→ DATASET CONTENT:

+--

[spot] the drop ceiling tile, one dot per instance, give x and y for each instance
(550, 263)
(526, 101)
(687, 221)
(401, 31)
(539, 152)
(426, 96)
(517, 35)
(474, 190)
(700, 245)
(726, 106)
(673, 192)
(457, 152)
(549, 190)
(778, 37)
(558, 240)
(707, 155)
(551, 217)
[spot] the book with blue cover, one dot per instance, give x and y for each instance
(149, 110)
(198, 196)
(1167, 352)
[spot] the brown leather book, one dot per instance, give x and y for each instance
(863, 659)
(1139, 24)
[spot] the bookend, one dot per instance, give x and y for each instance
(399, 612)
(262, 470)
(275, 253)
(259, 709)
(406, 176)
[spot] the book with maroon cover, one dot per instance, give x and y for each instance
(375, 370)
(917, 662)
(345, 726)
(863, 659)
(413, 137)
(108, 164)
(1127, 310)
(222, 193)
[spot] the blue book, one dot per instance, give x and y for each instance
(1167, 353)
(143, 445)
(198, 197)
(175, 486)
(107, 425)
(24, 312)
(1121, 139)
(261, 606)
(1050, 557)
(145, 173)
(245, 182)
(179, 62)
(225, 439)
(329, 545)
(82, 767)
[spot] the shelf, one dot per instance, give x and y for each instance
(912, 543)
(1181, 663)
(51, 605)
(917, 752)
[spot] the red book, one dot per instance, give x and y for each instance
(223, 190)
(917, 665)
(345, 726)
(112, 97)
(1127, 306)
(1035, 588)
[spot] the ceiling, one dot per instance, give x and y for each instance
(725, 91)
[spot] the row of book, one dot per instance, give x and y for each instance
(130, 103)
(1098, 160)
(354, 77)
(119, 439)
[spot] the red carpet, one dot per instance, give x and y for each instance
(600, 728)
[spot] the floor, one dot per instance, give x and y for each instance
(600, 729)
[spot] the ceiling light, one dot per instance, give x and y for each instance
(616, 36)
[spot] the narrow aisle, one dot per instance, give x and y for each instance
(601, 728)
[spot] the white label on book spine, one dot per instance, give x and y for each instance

+--

→ EXERCISE INSTRUCTIONS: Copy out all of the material above, keeping every line unchanged and in the same order.

→ SOLUTION BELOW:
[spot] the drop ceiling tile, one dot per instance, give x and y for each instance
(550, 263)
(526, 101)
(687, 221)
(401, 31)
(539, 152)
(426, 96)
(517, 35)
(474, 190)
(700, 245)
(726, 106)
(673, 192)
(457, 152)
(549, 190)
(778, 37)
(558, 240)
(707, 155)
(551, 217)
[spot] the book with blue cover, one dot per instance, give x and y for each instance
(149, 110)
(198, 196)
(1167, 352)
[spot] the brown leather book, one dot per instance, give x and y for each instance
(863, 659)
(1139, 24)
[spot] the bookend, one dot per instance, give x and y for each instance
(399, 612)
(262, 470)
(275, 253)
(259, 709)
(406, 176)
[spot] the book with maroon cover, one dot per instance, give x and y for each instance
(375, 370)
(917, 662)
(345, 726)
(863, 659)
(413, 137)
(108, 164)
(1127, 310)
(222, 193)
[spot] the blue book, one dot per instance, give x and y for each instance
(1167, 353)
(143, 445)
(198, 197)
(175, 486)
(107, 425)
(24, 312)
(1121, 139)
(261, 606)
(1050, 557)
(145, 173)
(245, 182)
(179, 62)
(225, 439)
(329, 545)
(82, 767)
[spot] the shelf, one dot per instance, give x and y for each instance
(912, 543)
(1181, 663)
(51, 605)
(917, 752)
[spot] the red book, one dot per instance, give x and y for each instance
(223, 190)
(917, 665)
(345, 726)
(112, 97)
(1127, 306)
(1035, 588)
[spot] the ceiling, one dot per instance, give x and y for each instance
(725, 91)
[spot] the row of book, one dot per instance, give x and y for each instance
(130, 103)
(1098, 160)
(354, 77)
(119, 439)
[spot] the red carpet, one dot per instance, give x and y for each instance
(600, 728)
[spot] the floor, one dot per instance, give x and y for each instance
(600, 729)
[spot] the ceiling light, one dot per instance, give x and y for each instance
(616, 36)
[spot] the narrow aisle, one dot per instance, give x and y for each instance
(601, 728)
[spot] the white label on book spine, one dot per instance, give x and y for each instance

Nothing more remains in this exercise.